JOB:
Reproduce the lines below verbatim, from the line containing "Target: judoka's hand" through the last line, both included, and omit the pictures.

INFORMATION SHOWN:
= = = =

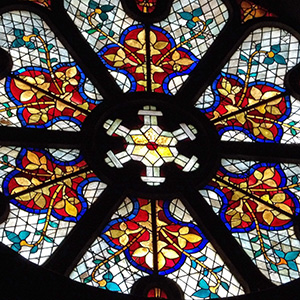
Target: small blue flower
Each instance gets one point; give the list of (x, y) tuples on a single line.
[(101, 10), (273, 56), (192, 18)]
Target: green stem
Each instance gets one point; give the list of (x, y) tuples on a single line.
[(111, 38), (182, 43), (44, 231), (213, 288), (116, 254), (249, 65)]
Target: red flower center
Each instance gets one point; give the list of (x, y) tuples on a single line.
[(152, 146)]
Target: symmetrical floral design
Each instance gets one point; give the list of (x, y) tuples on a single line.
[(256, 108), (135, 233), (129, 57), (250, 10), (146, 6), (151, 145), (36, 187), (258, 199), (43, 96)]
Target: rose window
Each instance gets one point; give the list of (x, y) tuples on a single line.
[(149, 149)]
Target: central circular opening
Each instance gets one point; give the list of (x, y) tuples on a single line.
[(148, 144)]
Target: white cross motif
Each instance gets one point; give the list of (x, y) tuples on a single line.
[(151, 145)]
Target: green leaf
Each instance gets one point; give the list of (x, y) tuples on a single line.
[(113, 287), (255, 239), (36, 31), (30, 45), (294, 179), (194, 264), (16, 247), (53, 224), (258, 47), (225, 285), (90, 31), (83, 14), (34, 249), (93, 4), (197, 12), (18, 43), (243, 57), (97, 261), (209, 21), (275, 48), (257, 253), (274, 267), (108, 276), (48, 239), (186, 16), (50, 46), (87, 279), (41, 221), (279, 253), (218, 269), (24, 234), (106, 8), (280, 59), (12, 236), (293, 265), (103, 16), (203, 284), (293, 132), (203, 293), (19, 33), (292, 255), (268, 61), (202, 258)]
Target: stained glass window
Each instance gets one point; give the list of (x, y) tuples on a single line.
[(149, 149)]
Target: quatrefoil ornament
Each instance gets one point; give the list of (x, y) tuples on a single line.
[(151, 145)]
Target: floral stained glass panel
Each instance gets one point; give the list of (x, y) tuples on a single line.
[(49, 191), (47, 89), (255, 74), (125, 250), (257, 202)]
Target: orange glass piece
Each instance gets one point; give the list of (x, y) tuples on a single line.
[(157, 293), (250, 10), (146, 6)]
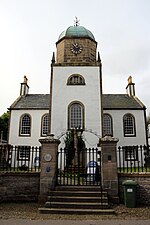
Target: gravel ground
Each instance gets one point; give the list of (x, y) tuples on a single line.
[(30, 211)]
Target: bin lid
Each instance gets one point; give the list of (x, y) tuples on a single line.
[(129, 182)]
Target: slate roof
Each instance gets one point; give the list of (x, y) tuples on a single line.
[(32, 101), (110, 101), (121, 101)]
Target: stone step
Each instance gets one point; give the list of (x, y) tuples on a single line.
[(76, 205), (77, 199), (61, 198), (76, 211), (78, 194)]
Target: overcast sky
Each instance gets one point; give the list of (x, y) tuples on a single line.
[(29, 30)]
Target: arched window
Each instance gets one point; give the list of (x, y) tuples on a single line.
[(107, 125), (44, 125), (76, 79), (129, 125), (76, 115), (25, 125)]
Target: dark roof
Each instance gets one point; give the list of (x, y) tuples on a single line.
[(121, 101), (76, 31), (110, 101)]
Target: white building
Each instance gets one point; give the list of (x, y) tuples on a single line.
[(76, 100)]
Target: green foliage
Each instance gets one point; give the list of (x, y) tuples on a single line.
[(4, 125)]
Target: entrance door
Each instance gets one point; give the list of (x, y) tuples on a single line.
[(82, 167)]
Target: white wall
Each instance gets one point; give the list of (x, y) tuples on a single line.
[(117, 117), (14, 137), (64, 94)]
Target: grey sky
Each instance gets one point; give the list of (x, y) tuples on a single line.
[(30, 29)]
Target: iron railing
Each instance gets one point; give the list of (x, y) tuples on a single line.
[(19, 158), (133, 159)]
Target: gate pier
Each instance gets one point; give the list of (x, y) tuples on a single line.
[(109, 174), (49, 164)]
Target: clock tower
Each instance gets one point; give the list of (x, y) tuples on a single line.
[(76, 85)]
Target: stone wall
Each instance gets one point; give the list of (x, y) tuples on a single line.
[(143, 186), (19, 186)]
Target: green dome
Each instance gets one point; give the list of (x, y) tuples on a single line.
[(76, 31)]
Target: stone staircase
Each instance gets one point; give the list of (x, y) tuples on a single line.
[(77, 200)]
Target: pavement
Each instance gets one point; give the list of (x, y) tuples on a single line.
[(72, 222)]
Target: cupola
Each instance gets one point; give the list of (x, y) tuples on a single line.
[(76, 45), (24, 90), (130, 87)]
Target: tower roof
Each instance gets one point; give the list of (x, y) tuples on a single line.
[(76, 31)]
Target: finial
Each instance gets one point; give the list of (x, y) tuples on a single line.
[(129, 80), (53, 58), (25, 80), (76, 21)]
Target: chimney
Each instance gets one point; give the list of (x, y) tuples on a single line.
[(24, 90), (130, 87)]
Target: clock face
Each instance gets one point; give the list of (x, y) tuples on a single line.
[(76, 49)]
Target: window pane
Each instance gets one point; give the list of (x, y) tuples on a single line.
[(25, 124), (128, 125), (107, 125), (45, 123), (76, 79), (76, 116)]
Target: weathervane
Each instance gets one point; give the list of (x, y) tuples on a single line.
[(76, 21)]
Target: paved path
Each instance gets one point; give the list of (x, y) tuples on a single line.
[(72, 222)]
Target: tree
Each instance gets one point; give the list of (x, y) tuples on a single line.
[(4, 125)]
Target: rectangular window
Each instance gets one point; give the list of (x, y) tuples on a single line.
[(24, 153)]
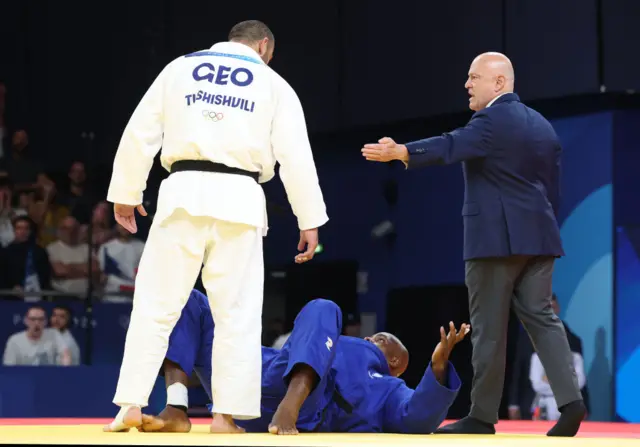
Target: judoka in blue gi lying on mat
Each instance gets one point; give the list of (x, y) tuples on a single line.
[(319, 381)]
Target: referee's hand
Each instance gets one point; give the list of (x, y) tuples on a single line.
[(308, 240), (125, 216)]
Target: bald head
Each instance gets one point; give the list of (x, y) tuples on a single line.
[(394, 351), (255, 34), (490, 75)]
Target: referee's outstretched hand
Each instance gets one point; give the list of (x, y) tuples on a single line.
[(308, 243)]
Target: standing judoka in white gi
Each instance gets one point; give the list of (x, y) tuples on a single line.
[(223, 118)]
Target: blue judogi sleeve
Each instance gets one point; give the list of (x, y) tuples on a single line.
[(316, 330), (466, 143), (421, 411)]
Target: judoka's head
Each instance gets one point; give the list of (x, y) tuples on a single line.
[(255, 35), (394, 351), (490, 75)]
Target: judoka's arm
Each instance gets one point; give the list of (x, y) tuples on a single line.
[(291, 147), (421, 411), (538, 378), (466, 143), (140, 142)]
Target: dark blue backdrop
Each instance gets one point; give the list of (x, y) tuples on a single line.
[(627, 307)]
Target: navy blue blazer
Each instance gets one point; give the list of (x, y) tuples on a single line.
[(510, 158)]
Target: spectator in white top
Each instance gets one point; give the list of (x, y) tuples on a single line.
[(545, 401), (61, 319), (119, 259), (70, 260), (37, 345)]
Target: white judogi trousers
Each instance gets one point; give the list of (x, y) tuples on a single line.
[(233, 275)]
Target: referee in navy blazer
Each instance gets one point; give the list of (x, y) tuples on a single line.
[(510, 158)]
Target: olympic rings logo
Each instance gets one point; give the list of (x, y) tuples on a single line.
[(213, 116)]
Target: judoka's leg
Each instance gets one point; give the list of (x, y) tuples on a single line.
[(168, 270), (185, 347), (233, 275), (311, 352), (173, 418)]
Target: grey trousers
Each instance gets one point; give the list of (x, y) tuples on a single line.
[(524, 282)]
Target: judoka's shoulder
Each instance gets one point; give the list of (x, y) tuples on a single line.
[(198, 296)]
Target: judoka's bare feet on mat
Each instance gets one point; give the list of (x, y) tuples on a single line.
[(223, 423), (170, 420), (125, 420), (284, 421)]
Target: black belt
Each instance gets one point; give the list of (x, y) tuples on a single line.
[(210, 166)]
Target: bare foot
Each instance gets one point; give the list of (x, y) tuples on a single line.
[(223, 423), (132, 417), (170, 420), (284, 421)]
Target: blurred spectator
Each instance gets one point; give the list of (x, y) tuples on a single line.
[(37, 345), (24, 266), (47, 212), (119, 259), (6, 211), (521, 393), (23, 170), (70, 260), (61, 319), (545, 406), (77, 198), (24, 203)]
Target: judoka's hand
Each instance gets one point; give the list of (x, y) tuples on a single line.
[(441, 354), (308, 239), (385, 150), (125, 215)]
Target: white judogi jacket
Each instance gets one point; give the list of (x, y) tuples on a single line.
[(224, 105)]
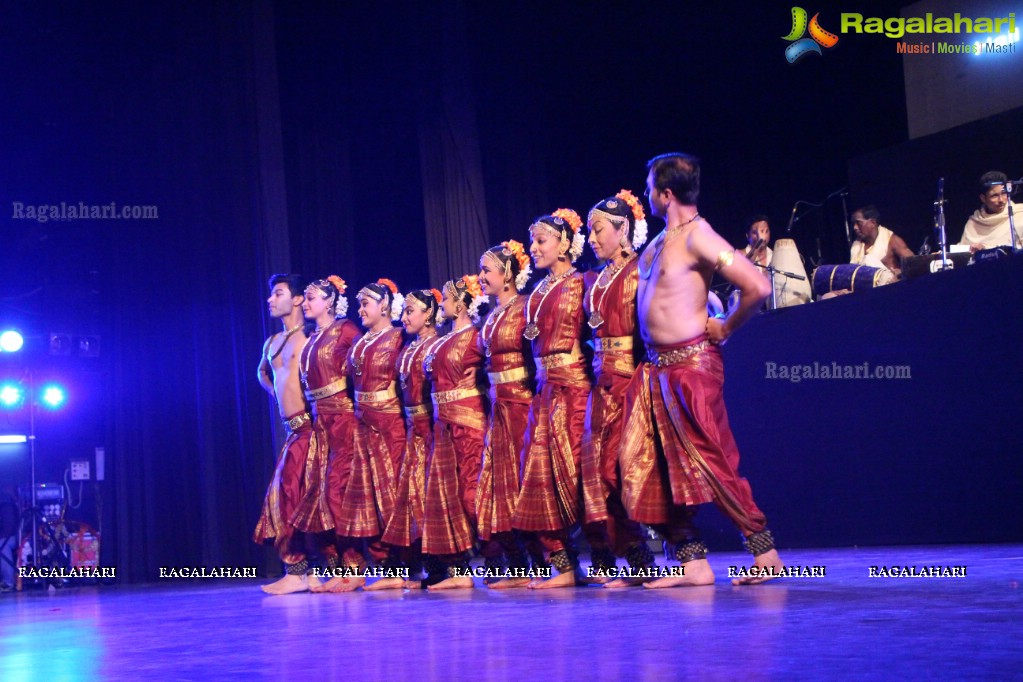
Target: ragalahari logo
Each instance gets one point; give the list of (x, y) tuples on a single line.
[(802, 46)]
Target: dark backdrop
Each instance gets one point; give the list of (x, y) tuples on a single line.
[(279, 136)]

= = = =

SOLUTION TO THIS TASK:
Target: judoka's hand
Each instance gets one point; give the list of (x, y) tuples on a single line.
[(441, 354), (308, 239), (385, 150), (125, 215)]
Target: white judogi jacket
Each instance gets one point; give the list of (x, y) tuples on a single line.
[(224, 105)]
Target: ragalahari logo
Each instance gets one point; give the list of (x, y) tuples on a single line.
[(802, 46)]
Target: dark backdrop
Each instance gets one point; give the list of (x, y) tuples on a single line.
[(279, 136)]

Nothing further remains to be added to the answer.